THE PROBLEM: Output the records exactly. Include every line.

::::::::

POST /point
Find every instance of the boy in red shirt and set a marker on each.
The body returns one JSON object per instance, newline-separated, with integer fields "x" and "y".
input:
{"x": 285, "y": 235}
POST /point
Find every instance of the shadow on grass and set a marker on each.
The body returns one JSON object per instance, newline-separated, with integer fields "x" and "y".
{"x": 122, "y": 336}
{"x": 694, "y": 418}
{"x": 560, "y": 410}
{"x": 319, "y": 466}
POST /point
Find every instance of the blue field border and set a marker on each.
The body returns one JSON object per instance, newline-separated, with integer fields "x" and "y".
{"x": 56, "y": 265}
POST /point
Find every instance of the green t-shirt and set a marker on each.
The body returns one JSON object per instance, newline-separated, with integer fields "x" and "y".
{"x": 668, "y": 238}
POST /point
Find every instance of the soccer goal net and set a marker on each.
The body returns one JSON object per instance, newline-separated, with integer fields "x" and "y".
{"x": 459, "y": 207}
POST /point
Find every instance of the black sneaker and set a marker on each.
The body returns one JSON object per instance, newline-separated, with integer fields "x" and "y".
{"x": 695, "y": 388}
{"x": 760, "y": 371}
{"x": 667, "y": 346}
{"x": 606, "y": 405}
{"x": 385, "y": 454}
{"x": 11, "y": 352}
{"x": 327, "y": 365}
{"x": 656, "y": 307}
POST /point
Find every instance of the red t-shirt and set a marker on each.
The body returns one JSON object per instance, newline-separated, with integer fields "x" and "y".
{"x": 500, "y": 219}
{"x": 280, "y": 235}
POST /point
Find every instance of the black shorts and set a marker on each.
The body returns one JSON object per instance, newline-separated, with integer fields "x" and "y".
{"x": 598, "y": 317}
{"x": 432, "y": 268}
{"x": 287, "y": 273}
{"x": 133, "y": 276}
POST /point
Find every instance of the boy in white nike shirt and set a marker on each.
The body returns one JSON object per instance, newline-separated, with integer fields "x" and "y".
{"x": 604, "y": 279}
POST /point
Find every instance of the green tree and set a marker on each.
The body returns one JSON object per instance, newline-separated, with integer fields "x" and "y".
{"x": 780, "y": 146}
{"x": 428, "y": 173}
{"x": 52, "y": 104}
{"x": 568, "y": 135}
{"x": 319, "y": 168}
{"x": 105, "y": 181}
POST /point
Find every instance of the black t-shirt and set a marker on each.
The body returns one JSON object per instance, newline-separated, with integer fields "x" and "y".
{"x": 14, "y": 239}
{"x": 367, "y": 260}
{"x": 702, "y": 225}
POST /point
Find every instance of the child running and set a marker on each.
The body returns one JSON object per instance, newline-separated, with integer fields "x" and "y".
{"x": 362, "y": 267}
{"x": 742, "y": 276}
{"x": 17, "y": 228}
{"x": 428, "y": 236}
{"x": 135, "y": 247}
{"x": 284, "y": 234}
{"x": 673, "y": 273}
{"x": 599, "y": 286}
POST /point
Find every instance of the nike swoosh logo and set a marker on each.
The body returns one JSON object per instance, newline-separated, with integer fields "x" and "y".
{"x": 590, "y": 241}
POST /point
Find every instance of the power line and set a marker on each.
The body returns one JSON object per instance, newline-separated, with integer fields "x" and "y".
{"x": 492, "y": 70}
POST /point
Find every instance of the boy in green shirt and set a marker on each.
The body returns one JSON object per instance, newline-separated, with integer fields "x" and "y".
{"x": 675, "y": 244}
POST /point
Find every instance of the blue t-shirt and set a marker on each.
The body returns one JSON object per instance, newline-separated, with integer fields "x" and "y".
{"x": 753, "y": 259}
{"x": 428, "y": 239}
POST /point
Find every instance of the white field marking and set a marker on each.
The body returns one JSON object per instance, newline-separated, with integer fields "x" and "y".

::::::::

FULL RESPONSE:
POST /point
Find every instance of the boy in red shirt and set a marker on each.
The body returns one JSON object per instance, newline-separated, with integer fields "x" and "y".
input:
{"x": 285, "y": 235}
POST /point
Find every instance of the shadow on grass and set a marker on each.
The body returns one JSON object per instance, newline-separated, with integer fields "x" and "y".
{"x": 122, "y": 336}
{"x": 694, "y": 418}
{"x": 560, "y": 410}
{"x": 319, "y": 466}
POST /point
Find every instance of the blue field border and set a marker on each.
The body returns one JSON object per instance, newline-separated, with integer fields "x" and "y".
{"x": 56, "y": 265}
POST /point
Find every instance of the green t-shirt and set a marker on each.
The body returns one JSON object per instance, newline-separated, with integer fields "x" and "y".
{"x": 668, "y": 238}
POST /point
Find every instance of the soccer goal net and set a marker on each.
The body returns one JSON object per instance, newline-separated, with integer fields "x" and "y".
{"x": 459, "y": 207}
POST /point
Find every instance of the black sneaker and set a marker on each.
The body returns one JSON object per instance, newline-separated, with integer fields "x" and "y".
{"x": 695, "y": 388}
{"x": 760, "y": 371}
{"x": 667, "y": 346}
{"x": 606, "y": 405}
{"x": 385, "y": 454}
{"x": 11, "y": 352}
{"x": 327, "y": 365}
{"x": 656, "y": 307}
POST /point
Find every instance of the red t-shirt and set a marker on each.
The body returns one JSON object per instance, newline-separated, with integer fields "x" and "y".
{"x": 500, "y": 219}
{"x": 280, "y": 235}
POST /point
Find every instance of the black shorts and set a marker on each.
The body returns one JSON object per instance, newline-separated, with integer fields "x" and "y".
{"x": 598, "y": 317}
{"x": 432, "y": 268}
{"x": 287, "y": 273}
{"x": 133, "y": 276}
POST /point
Find every instance of the boy in white nike shirt and set a marker on each.
The body returns one JSON object per instance, newline-separated, with integer fields "x" and "y".
{"x": 604, "y": 279}
POST /point
Find every instance of the green tree and set a marker on each.
The body returns one JSON object per instance, newline-separated, with integer fields "x" and "y".
{"x": 780, "y": 146}
{"x": 428, "y": 173}
{"x": 52, "y": 104}
{"x": 568, "y": 135}
{"x": 319, "y": 168}
{"x": 105, "y": 181}
POST /point
Find every instance of the black t-shirt and set a marker on each.
The body returns one JSON object per instance, newline-separated, with integer fields "x" and "y".
{"x": 14, "y": 239}
{"x": 367, "y": 260}
{"x": 702, "y": 225}
POST /point
Find every instance of the child running and set a marker on each.
The body returns one JSON object per instance, newline-separated, with integer fields "x" and "y".
{"x": 362, "y": 267}
{"x": 742, "y": 276}
{"x": 17, "y": 228}
{"x": 428, "y": 236}
{"x": 135, "y": 247}
{"x": 284, "y": 234}
{"x": 673, "y": 273}
{"x": 599, "y": 286}
POST /point
Find every instance of the nike swoosh logo and set a marker on each.
The body returns one JSON object per instance, newline-separated, with integer fields "x" and "y".
{"x": 590, "y": 241}
POST /point
Find every instance of the power line and set a marker on each.
The body returns one JSON object per instance, newline-separated, with integer fields "x" and "y".
{"x": 492, "y": 70}
POST /point
Find every instance of the boy in green shirt and set a marker on each.
The body returns one JSON object per instance, newline-separated, with integer fields "x" and "y".
{"x": 675, "y": 244}
POST /point
Find every instance of the blue t-shirt and set a marker on each.
The body returns one JSON object per instance, newline-separated, with integer fields "x" and "y".
{"x": 753, "y": 259}
{"x": 428, "y": 239}
POST /point
Find every instance of the white field marking and set a marker on each.
The body returns one JSON object per instance, newline-separated, with integer fields "x" and "y".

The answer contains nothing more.